Exercise description: Type out the listing again, exactly, with every line included.
● ● ● ●
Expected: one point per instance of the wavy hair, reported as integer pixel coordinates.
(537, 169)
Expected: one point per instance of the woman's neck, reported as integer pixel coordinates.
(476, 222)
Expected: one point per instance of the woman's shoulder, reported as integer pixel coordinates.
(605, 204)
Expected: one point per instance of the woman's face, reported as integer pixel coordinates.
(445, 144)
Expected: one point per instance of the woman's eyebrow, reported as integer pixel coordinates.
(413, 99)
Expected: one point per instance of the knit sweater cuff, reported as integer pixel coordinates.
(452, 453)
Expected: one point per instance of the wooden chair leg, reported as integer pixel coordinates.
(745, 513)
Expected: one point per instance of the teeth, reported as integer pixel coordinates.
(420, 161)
● ● ● ●
Task output:
Expected: one point per instance of the wavy hair, reported as integer pixel coordinates.
(537, 169)
Expected: one point per instance of the woman's neck, reported as integer pixel coordinates.
(476, 222)
Expected: one point per instance of the woman's shoulder, reported as integer pixel coordinates.
(605, 204)
Expected: one point per instance of the woman's face, reported as integer pixel coordinates.
(445, 144)
Expected: one point per instance of the woman's eyebrow, reported as integer pixel coordinates.
(413, 99)
Expected: one point per instance of the knit sweater cuff, reported as integer pixel coordinates.
(452, 453)
Expected: one point per instance of the wooden chair leg, reported as integer pixel coordinates.
(745, 513)
Expected: one point per instance of the teeth, reported as integer pixel coordinates.
(420, 161)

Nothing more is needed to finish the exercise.